*Written problem*:
Reproduce all of the records exactly.
— BEGIN Data —
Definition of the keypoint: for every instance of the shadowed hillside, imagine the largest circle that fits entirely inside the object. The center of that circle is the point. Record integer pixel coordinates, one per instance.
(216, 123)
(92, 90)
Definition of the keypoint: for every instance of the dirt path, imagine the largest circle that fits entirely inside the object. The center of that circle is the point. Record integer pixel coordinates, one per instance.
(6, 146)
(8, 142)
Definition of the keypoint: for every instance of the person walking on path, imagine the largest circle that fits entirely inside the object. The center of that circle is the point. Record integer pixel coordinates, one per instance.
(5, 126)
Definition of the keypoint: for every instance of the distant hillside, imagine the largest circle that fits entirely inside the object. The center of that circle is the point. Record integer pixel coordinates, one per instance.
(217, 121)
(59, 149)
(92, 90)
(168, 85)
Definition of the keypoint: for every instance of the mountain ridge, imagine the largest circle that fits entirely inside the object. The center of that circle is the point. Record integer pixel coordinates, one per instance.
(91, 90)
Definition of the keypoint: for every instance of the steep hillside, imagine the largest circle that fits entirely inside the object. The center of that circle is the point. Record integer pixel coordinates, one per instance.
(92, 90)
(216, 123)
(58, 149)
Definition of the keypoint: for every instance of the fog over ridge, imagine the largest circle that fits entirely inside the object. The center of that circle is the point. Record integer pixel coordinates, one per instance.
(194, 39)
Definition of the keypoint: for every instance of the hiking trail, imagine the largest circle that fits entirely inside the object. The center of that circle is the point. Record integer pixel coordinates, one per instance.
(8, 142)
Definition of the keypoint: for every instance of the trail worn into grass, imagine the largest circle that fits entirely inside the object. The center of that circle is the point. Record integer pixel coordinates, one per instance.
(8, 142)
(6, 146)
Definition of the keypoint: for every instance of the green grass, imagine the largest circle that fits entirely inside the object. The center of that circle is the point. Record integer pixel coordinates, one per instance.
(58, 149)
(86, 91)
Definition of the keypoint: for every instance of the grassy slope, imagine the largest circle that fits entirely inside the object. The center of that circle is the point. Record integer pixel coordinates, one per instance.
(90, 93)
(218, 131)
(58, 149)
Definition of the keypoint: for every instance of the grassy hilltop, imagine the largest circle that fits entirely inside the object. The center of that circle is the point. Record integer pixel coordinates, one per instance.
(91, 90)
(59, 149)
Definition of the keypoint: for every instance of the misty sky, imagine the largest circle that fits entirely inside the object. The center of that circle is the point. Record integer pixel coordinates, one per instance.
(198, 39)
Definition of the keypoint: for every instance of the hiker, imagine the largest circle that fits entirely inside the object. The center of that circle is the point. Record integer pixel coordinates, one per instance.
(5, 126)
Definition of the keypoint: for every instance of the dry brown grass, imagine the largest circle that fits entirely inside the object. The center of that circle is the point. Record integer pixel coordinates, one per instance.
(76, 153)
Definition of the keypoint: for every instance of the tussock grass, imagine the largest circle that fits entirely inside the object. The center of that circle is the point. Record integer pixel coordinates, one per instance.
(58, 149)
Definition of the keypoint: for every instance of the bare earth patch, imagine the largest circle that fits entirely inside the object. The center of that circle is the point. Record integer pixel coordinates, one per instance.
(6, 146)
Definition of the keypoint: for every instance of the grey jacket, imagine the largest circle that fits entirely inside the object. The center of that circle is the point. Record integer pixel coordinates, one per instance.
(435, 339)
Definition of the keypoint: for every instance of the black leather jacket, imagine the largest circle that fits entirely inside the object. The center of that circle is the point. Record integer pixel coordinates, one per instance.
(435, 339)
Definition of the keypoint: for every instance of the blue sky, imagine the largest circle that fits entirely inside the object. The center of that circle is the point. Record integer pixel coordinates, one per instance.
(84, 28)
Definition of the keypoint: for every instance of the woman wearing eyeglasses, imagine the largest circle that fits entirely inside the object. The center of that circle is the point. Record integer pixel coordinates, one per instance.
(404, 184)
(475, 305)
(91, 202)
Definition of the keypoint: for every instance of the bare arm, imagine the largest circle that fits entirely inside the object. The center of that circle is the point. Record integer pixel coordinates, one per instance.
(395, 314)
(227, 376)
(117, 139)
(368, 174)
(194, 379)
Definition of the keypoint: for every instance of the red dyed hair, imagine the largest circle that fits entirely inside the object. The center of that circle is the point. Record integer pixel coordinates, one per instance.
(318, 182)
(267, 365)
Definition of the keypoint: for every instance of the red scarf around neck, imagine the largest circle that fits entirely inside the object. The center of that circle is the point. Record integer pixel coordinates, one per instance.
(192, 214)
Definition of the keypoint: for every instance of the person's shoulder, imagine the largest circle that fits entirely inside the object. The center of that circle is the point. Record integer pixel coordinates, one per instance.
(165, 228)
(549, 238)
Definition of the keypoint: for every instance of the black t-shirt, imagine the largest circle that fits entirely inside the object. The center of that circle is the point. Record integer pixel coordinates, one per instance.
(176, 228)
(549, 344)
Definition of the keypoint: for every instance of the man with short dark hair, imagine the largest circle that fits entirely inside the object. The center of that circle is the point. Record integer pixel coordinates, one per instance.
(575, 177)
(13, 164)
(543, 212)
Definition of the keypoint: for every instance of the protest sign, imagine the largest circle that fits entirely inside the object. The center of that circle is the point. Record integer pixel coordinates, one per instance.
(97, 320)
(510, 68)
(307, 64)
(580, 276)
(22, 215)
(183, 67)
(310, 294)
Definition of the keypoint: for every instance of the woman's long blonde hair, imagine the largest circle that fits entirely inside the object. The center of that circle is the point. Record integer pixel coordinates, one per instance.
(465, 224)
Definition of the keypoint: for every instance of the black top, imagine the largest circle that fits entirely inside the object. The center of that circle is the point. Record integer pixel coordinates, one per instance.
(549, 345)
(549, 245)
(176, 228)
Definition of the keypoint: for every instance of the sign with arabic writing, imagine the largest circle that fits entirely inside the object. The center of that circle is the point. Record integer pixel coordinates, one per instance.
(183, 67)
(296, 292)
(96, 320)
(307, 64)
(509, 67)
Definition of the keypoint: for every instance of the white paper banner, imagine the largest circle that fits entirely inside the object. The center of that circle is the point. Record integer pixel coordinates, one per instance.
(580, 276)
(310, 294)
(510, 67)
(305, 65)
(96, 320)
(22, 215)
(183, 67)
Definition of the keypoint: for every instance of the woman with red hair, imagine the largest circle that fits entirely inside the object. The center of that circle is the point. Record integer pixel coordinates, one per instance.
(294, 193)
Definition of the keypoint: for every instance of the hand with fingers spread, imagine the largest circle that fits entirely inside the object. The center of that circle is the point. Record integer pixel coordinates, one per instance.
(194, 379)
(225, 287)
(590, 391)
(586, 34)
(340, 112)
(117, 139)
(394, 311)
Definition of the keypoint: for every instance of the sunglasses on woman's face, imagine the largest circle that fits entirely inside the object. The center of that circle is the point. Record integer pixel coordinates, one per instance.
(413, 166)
— END Data —
*Answer to this problem*:
Definition of the keypoint: for every instance of the shadowed hillside, imagine the largest circle that fits entirely inside the object. The center of that circle is the point. Record integer pixel coordinates, one per instance.
(216, 123)
(92, 90)
Definition of the keypoint: for every instance of the dirt path, imagine the largest circle that fits entirely inside the object. The center of that circle is the point. Record integer pixel coordinates, one per instance.
(6, 146)
(8, 142)
Definition of the keypoint: for every instance of the person walking on path, imagine the largest circle that fits entirely inside the object. The center of that circle is the point. Record integer pixel coordinates, one per instance.
(5, 126)
Definition of the keypoint: for every instance of the distant hillside, imagine the largest circle that fits entirely inside the object. The center of that circle is the point. Record integer pixel coordinates, one per instance.
(217, 121)
(59, 149)
(92, 90)
(168, 85)
Definition of the keypoint: for every instance of the mountain ridge, imagine the largest circle that fits entirely inside the object. The center of that circle is the point. Record integer pixel coordinates, one per instance.
(91, 90)
Definition of the keypoint: for every instance of the steep hillside, imagine the largest circle that fits entirely inside the object. The center of that circle is the point. Record integer pixel coordinates, one per instance.
(92, 90)
(216, 123)
(58, 149)
Definition of the keypoint: for every instance of the fog over ridge, imagine the largest circle that fits entirely inside the object. The center of that circle is the point. Record integer pixel coordinates, one per instance.
(194, 39)
Definition of the keypoint: for every instance of the hiking trail, imagine the largest circle that fits entirely inside the object. The center of that circle is the point. Record integer pixel coordinates, one per instance.
(8, 142)
Definition of the keypoint: for every instance of the trail worn into grass, imagine the largest circle that fits entirely inside the object. The center of that circle is the point. Record integer pixel coordinates, one per instance.
(8, 142)
(6, 146)
Definition of the keypoint: for every instance of the green grass, imagine the largest circle that fits entirely inside the object. The center of that circle is the point. Record integer pixel coordinates, one per instance.
(58, 149)
(86, 91)
Definition of the keypoint: for every instance of the grassy slope, imagine the largest circle that fits entirely inside the object. The center of that circle is the point. Record integer pixel coordinates, one per instance.
(90, 93)
(218, 131)
(58, 149)
Definition of the keypoint: for every instance of the grassy hilltop, imagine the largest circle that fits entirely inside the object. The center of that circle is the point. Record integer pixel coordinates, one per instance.
(91, 90)
(59, 149)
Definition of the keypoint: for every instance of the misty sky, imagine the largest circle that fits entirely inside the object. The center of that circle is the point. Record integer pixel coordinates, one per instance.
(198, 39)
Definition of the keypoint: for every instance of the hiker, imagine the largest circle that fits entirely inside the object. The center of that circle is the point. Record integer pixel coordinates, one per instance.
(5, 126)
Definition of the keypoint: for every instance of the dry brown grass, imagine the largest circle that fits entirely inside the object. The center of that circle is the point. Record integer pixel coordinates, one per instance.
(76, 153)
Definition of the keypoint: for every instance of the tussock grass, imagine the largest circle that fits entirely inside the object. The center of that circle is the point. Record integer pixel coordinates, one per instance.
(58, 149)
Definition of the keypoint: for every instance of the bare earth patch, imagine the largest circle that fits entirely inside the object. The center of that circle is the point. Record integer pixel coordinates, one per instance.
(6, 146)
Definition of the keypoint: for every instance of the grey jacket, imagine the largest circle that fits entirely inside the object. The center of that circle is the point. Record integer pixel coordinates, one per instance.
(435, 339)
Definition of the keypoint: for every instance of the black leather jacket, imagine the largest circle that fits entirely inside the object. The center of that circle is the point. Record integer pixel coordinates, one per instance.
(435, 339)
Definition of the keypoint: for every instance of the blue sky, imagine the largest circle that fits entirely inside the object. The center of that circle is the point. Record integer pixel coordinates, one per instance.
(84, 28)
Definition of the keypoint: for every instance of the woman wearing eyeglasses, imagine the largest circle that fits entirely inside the object. The center of that circle is the point. Record integer pixel coordinates, one per instance.
(404, 184)
(475, 305)
(91, 202)
Definition of the keypoint: for every instance of the bare arm, imagine the largest circle that fits entirely inside the object. The center of that circle is the point. Record integer pixel coordinates, one per instance.
(395, 314)
(227, 376)
(117, 139)
(368, 174)
(194, 379)
Definition of the keypoint: for every instance of the red dyed hair, imagine the largest circle that fits entirely inside the object. The center of that circle is the point. Record integer pixel coordinates, one per instance.
(318, 182)
(267, 365)
Definition of the keypoint: for every instance of the red scarf around neck, imagine the largest circle that fits entirely inside the object. The center of that circle is the point. Record integer pixel coordinates, one per instance.
(192, 214)
Definition of the keypoint: for every instance of the person's shoulder, imagine the largest circle that fits entirely inside the object. The center of that circle is the point. Record integer pixel coordinates, one per instance.
(165, 228)
(549, 238)
Definition of the keypoint: for every instance of the black t-shirt, imagine the largest circle that fits entirely inside the object. The center of that circle is the point. Record integer pixel coordinates, one per instance.
(176, 228)
(549, 344)
Definition of the keypoint: for every instance of the man with short dark hair, imagine the largest circle that fits entirely inside the object. The center of that circle is the point. Record integer pixel coordinates, one per instance.
(575, 177)
(13, 164)
(543, 212)
Definition of the keypoint: for every instance of the protest sign, imagine the largest circle that fits entirely inside the object. The center of that circle is the point. Record integer pixel coordinates, one per instance.
(97, 320)
(510, 68)
(307, 64)
(580, 276)
(22, 215)
(183, 67)
(310, 294)
Definition of the keypoint: for every instance of the woman's long blonde hair, imagine the largest circle that fits entirely inside the object. The center of that circle is the point. Record integer pixel coordinates, one per instance.
(465, 224)
Definition of the keypoint: for every instance of the black top, imagine the largest circle that fits entirely inside the object. The center of that circle is the point. Record integer pixel coordinates, one per instance.
(549, 345)
(549, 245)
(176, 228)
Definition of the keypoint: for every instance of the sign with arabic writing, imagine the largest circle that fits entirely inside the object. The center of that circle is the point. Record integer pixel coordinates, one per instance.
(183, 67)
(296, 292)
(96, 320)
(307, 64)
(509, 67)
Definition of the keypoint: for every instance of the white paper banner, imagine the largest circle that fits entirely inside the object. The center of that circle is the point. Record integer pixel coordinates, one per instance.
(580, 276)
(310, 294)
(510, 67)
(305, 65)
(96, 320)
(22, 215)
(183, 67)
Definition of the keypoint: for every instance of the woman with red hair, imagine the largest circle that fits entirely inside the object. The center of that circle is the point. Record integer pixel coordinates, one per instance.
(294, 193)
Definition of the keypoint: for every instance of the hand with fingers spread, imagine the largest circle that fits entirely inside the object. The center of that circle is the point. Record integer pixel coordinates, one per instance.
(194, 379)
(225, 287)
(590, 391)
(586, 34)
(340, 112)
(117, 139)
(394, 311)
Definition of the keypoint: for every instance of the sunglasses on woman's face, imagine the largest circle that fits entirely inside the object. The center of that circle is the point. Record integer pixel coordinates, one per instance.
(413, 166)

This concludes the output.